What the exercise asks: Print the lines of the listing below verbatim, from the line containing "segment --target=shower door frame" through the line containing "Segment every instance of the shower", with both of those lines included.

Information shown:
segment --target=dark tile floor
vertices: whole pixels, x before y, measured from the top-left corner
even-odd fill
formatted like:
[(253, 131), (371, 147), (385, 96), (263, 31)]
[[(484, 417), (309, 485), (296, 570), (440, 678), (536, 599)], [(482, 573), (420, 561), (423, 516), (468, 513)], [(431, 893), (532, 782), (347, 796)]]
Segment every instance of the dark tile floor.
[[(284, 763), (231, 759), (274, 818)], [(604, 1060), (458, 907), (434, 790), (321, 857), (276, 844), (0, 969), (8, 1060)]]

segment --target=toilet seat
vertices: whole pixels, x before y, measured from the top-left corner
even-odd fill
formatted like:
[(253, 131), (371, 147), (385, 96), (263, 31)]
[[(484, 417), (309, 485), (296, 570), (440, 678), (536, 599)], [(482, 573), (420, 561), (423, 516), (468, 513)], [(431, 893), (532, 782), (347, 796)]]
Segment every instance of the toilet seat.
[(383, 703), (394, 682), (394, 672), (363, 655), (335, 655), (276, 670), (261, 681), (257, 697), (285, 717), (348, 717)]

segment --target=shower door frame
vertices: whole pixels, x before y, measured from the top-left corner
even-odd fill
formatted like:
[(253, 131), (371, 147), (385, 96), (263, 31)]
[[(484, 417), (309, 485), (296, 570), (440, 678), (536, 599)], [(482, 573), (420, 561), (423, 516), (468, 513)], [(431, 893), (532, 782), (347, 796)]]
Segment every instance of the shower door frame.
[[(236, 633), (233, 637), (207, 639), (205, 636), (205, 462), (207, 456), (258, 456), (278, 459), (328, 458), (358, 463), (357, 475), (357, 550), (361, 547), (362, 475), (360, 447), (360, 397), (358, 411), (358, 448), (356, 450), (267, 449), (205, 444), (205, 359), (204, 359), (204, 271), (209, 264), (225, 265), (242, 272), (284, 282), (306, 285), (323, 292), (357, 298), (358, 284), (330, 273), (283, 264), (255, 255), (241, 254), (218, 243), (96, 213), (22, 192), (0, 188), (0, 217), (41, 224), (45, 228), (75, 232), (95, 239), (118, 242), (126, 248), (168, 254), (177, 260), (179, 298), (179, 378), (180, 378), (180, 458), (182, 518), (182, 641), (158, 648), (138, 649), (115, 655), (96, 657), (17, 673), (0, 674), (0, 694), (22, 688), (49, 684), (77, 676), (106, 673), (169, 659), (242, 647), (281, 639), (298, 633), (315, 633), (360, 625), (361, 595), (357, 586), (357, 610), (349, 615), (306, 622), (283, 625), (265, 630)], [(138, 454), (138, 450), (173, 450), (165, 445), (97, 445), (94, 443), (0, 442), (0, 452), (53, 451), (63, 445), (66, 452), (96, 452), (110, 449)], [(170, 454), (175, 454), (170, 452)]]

Worked answer:
segment --target=shower door frame
vertices: whole pixels, x before y, measured from the top-left corner
even-odd fill
formatted like:
[(253, 131), (371, 147), (385, 96), (263, 31)]
[[(484, 417), (309, 485), (296, 570), (440, 678), (536, 599)], [(482, 573), (420, 561), (423, 516), (468, 513)], [(431, 893), (532, 782), (347, 796)]]
Segment every instance of the shower door frame.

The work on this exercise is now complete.